MIKE POLAND: We're doing a gravity survey throughout the park right now and the idea is that gravity actually isn't a constant. It varies depending on what's beneath your feet. It will especially vary over time if there's an influx in mass beneath the ground, say or water or magma. If there's more or water or magma beneath the ground, gravity actually pulls a little stronger and we can record that with these instruments.
SCOTT CHRISTY: These measurements of gravity could provide a better understanding of changes in the magma chamber below the park, and are one example of ongoing research at the Observatory. Scientists are also studying the age of gases released by geysers and fumaroles to understand how old the molten rocks below the surface are, and where in the earth’s crust they are being melted from. Other researchers are measuring recent ground deformation, which means the changing shape of the earth’s surface caused from below. In 2014, in the park near Norris,
MIKE POLAND: the ground began to uplift by several centimeters a year, which is extraordinary by geologic standards. This is something that of course you wouldn't notice, but measuring with GPS and with radar satellites we could see this uplift.
MIKE POLAND: Then there was an earthquake.
MIKE POLAND: And right after this magnitude 4 or so earthquake, the ground started to subside by about the same rate, several centimeters a year.

____________________

Direction A: Summarize the park research transcript above in two sentences.
Direction B: Continue the park research transcript past its final line.

Supplied material:

____________________

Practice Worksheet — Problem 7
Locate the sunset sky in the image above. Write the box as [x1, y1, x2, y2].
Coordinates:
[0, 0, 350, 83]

____________________

Written reply A: Researchers are surveying gravity throughout the park because it pulls a little stronger when more water or magma lies beneath the ground. They are also studying gas ages and ground deformation, which showed the ground near Norris rising several centimeters a year in 2014, then subsiding at about the same rate after a magnitude 4 or so earthquake.

Written reply B:
SCOTT CHRISTY: Researchers think that earthquake was caused by pressure releasing. Heated water accumulating behind a seal and the seal breaking. Afterwards the ground started falling as the water drained out from behind the barrier. And while all this research helps scientists better understand whats going on under the park, Yellowstone’s past of large eruptions can add a dramatic flair to current events surrounding the volcano. In 2017 thousands of earthquakes were detected occurring in just over three months near West Yellowstone. Major news outlets often covered the story of the earthquake swarms and were quick to cite the potential for disaster.
MIKE POLAND: It seems that whenever there's an earthquake swarm at Yellowstone this idea that the volcano is about to erupt comes up. And there are swarms all the time. If it were true that Yellowstone swarms were indicating an eruption was imminent, then eruption is likely to be imminent every year. So this is just the way Yellowstone works. Yellowstone releases seismic energy in swarms. Some swarms are big. Some swarms are small.
MIKE POLAND: It's what Yellowstone does. So they're not anything to get worried about. In my opinion, they're more something to get interested by. MIKE POLAND: the rocks that are around tell a heck of a story. There are lava flows all over the interior of the caldera. Outside the caldera there are tufts, welded ash deposits, thick ash deposits from the large eruptions that have occurred over the last two million years. MIKE POLAND: Obsidians and ash flows and basalt lava flows all mingled together to tell this story. MIKE POLAND: So there's a story recorded in the rocks, which tells the geologic history of Yellowstone, and it's an interesting story. (MUSIC)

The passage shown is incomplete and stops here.